- **Extracted material**:
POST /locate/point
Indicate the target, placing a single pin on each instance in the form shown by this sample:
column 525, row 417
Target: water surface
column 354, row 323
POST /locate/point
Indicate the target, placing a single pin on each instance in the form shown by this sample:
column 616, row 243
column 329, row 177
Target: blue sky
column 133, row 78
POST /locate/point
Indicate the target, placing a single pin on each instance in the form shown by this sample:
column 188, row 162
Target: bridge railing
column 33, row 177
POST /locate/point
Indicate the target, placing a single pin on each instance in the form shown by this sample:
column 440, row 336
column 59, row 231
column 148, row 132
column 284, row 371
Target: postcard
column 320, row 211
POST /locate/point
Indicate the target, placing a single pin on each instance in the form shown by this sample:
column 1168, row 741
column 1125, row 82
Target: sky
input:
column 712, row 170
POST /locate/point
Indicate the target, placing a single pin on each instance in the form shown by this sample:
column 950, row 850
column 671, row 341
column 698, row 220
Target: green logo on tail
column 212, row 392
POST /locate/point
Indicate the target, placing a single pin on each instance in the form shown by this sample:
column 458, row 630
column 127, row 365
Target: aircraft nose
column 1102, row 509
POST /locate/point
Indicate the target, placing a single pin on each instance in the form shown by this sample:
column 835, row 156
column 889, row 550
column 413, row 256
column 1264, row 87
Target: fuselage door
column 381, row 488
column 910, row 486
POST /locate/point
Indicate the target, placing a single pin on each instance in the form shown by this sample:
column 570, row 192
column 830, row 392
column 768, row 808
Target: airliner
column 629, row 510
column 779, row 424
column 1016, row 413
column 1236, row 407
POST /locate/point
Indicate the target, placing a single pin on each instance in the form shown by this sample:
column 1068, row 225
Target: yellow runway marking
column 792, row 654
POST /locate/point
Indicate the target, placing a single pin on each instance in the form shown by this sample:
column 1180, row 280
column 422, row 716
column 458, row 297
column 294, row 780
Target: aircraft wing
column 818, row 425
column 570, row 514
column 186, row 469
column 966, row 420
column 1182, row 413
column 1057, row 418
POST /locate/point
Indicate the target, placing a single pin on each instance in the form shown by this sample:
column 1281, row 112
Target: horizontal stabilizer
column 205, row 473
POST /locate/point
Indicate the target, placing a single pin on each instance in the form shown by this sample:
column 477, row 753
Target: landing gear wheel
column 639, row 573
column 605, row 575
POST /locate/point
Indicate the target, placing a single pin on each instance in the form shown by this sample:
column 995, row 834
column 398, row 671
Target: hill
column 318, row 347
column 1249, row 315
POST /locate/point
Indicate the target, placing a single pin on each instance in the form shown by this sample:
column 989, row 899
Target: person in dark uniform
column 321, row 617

- **Aim**: Restate the data above word for word.

- **Task response**:
POST /locate/point
Indicate the target, placing a single pin on each instance in the form shown by this sample:
column 525, row 417
Target: water surface
column 354, row 323
POST /locate/point
Indicate the target, placing a single pin on each instance in the form shown by this sample:
column 616, row 243
column 329, row 177
Target: blue sky
column 133, row 78
POST /locate/point
Indicate the target, placing a single pin on each instance in the form shown by this sample:
column 188, row 162
Target: bridge railing
column 33, row 177
POST /locate/point
Indicate the target, placing a single pin on each instance in the form shown by this sample:
column 440, row 336
column 59, row 231
column 148, row 132
column 284, row 371
Target: postcard
column 320, row 211
POST /locate/point
Indicate the target, placing a single pin on each instance in the form shown by this sample:
column 1168, row 741
column 1125, row 82
Target: sky
input:
column 712, row 170
POST /locate/point
Indicate the target, placing a single pin on each instance in the form shown by this sample:
column 950, row 850
column 671, row 341
column 698, row 220
Target: green logo on tail
column 212, row 392
POST /locate/point
Indicate the target, placing a single pin on each instance in the form shown by this sample:
column 458, row 630
column 127, row 365
Target: aircraft nose
column 1102, row 509
POST /locate/point
Indicate the target, placing a single pin on each instance in the form shown by this sample:
column 835, row 156
column 889, row 550
column 413, row 256
column 1264, row 87
Target: fuselage door
column 381, row 488
column 910, row 486
POST /locate/point
Indicate the target, placing a single pin on each instance in the form shown by this sample:
column 570, row 192
column 830, row 392
column 768, row 808
Target: airliner
column 629, row 510
column 779, row 424
column 1016, row 413
column 1236, row 407
POST /locate/point
Indicate the target, placing a single pin on each instance in the form shown by this sample:
column 1068, row 225
Target: yellow runway marking
column 792, row 654
POST /locate/point
Indicate the target, placing a single pin on each instance in the form shown by this sample:
column 1180, row 280
column 422, row 716
column 458, row 297
column 294, row 780
Target: aircraft wing
column 818, row 425
column 570, row 514
column 186, row 469
column 966, row 420
column 1182, row 413
column 1057, row 418
POST /locate/point
Indicate the target, placing a single pin on each instance in the form shown by this sample:
column 1281, row 112
Target: horizontal stabilizer
column 205, row 473
POST /locate/point
Indicate the target, placing a single pin on each instance in the form shown by this sample:
column 477, row 753
Target: landing gear wheel
column 639, row 573
column 605, row 575
POST /locate/point
Indicate the target, placing a single pin on each instance in the form shown by this sample:
column 995, row 834
column 398, row 671
Target: hill
column 318, row 347
column 1249, row 315
POST /locate/point
Indicate the target, placing a single pin on each instance in the form shown by this sample:
column 989, row 899
Target: person in dark uniform
column 321, row 617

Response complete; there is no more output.